>> Begin

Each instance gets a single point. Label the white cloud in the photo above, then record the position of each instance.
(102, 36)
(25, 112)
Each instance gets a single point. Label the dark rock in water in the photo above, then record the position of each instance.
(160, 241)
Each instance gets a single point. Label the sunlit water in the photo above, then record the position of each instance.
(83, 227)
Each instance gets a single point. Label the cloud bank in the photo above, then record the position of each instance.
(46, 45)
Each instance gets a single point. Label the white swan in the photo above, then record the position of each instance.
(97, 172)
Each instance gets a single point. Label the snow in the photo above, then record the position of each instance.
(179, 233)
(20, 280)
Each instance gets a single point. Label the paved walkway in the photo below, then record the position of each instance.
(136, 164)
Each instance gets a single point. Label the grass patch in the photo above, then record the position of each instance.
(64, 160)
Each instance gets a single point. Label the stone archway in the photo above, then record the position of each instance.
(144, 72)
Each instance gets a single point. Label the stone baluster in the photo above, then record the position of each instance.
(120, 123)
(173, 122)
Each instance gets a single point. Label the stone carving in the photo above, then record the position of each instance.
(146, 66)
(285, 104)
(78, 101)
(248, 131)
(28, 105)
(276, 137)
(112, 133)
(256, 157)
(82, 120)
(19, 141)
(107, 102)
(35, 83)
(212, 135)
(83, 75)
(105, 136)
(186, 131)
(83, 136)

>> End

Change "single point" to "one point" throughout the rows above and leave everything else as it is.

Each instance gets a one point. Label the white cloud in the photo above, then record the position of each instance.
(102, 36)
(25, 112)
Each instance gets a one point. Label the dark rock in water in the photo above, then record the position of each instance.
(160, 241)
Each instance gets a one point. Label the sunlit water in the photo above, then record the position of each instance.
(83, 227)
Each instance gets a one point. Label the cloud bank in the photo above, then record the position of each instance.
(46, 45)
Each instance gets a one point. Label the white swan in the photo above, then record the position of each instance.
(97, 172)
Each instance gets a one point. Label the snow in the photo above, then record the position of each instance.
(179, 233)
(20, 280)
Each instance gets a one point. Label the paved walkway in the photo below, then record the position of each instance.
(136, 164)
Each instance gets a one point. Label the grass patch in the photo above, then record the position of each instance.
(64, 160)
Each instance gets a one point. Label the stone archway in the photo above, then record the position of each instance.
(144, 72)
Each instance gets a one point. Label the stone baluster in the photo above, then record the position of each instance.
(120, 123)
(173, 122)
Each instance gets a one point. Label the stone carving in the photo above, then record the position of each instance.
(146, 66)
(285, 104)
(78, 101)
(248, 131)
(28, 105)
(276, 137)
(112, 133)
(256, 157)
(82, 120)
(19, 141)
(107, 102)
(35, 83)
(212, 135)
(83, 75)
(105, 136)
(186, 131)
(83, 136)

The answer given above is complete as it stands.